The exercise:
Retype, without alteration, each line from the line containing "the cloud, a" to the final line of the records.

A run of records:
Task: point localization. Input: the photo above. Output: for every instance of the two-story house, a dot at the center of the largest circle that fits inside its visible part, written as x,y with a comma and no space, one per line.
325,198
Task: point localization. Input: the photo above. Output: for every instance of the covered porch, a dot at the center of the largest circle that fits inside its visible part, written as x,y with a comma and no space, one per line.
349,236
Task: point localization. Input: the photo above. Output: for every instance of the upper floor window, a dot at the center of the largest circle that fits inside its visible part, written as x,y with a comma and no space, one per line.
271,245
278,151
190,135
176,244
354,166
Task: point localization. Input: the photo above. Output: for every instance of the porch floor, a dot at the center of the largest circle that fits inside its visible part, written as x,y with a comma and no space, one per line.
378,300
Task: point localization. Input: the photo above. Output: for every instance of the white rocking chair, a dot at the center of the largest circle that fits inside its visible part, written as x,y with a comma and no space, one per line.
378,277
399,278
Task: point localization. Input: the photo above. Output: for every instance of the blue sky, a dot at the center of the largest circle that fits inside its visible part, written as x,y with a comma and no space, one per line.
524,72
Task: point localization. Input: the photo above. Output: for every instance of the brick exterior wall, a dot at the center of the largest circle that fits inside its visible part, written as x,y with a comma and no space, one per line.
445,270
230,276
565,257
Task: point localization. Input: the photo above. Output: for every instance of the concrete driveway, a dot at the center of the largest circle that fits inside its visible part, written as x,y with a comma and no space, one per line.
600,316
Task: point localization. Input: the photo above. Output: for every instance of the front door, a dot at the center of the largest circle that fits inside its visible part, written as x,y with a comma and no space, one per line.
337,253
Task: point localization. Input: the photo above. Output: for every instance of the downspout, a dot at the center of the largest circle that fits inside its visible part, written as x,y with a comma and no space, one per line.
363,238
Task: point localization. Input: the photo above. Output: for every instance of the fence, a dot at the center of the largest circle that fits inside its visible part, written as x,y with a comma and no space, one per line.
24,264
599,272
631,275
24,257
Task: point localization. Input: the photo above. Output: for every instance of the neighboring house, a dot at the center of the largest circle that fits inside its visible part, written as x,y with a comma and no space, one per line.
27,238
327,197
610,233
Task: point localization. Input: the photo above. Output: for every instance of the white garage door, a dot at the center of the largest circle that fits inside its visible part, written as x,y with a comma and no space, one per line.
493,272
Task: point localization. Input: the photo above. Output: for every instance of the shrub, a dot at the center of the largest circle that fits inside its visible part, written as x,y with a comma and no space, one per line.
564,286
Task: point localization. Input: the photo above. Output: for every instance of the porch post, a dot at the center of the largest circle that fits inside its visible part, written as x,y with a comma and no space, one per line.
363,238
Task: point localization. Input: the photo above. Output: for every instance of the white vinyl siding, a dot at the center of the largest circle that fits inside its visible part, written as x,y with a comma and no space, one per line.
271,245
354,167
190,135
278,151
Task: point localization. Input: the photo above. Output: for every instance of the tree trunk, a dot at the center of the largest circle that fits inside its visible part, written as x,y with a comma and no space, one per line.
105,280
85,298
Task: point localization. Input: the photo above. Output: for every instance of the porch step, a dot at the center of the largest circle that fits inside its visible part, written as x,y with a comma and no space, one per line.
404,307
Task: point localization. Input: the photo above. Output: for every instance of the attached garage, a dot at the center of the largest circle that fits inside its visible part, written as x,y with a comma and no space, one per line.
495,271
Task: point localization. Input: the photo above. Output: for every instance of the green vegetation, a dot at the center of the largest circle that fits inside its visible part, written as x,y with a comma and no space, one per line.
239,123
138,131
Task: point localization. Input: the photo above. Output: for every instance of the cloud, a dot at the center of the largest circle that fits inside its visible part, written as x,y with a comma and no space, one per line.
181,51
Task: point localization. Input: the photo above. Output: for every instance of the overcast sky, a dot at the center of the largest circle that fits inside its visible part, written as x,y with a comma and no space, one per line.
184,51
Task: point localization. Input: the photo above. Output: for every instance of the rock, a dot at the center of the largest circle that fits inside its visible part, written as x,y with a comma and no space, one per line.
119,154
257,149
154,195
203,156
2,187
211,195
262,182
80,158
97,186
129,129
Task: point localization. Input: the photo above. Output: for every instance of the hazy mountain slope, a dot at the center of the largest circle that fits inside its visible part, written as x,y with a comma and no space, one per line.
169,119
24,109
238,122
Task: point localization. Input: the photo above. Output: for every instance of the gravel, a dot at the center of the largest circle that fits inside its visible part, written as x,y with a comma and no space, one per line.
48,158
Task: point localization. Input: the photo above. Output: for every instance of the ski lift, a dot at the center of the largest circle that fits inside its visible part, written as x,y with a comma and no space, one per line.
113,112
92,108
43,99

Output below:
Task: point localization. Input: the photo above. Output: for every instance of the cloud, a dot at the center of the largest circle that fits inside its visible part, written as x,y with a comma and no space, one per line.
181,51
Task: point localization. Input: the photo above. Output: for every instance of the overcast sky, a dot at the center of the largest circle that fits inside its visible part, written as x,y with a comma and no space, one per line.
184,51
Task: point localization. Input: the photo above. Output: for every instance of the rock, a dot at the center of the largest circle that fits inside its visible part, written as x,y with a comma and no space, one per line.
119,154
257,149
154,195
203,156
2,187
211,195
262,182
80,158
97,186
129,129
Task: point localization. Input: the photo above. Output: for every instance of the hazy mountain slope, a dot at the center of the largest circle that fits inside its visible part, written as x,y with a comma and no space, one per line.
169,119
24,109
238,122
Task: point localization. Input: the photo above. Output: for every instance of the gravel, a dot at the center of the largest circle that fits inside its visible part, written as x,y with a comma and no space, one per line.
48,158
Task: point localization. Input: the photo above. Output: for every instance of the ski lift, a dot at the center of the largest circle that fits inside its visible part, written as x,y with a comma and no space, one per line.
113,112
92,108
43,99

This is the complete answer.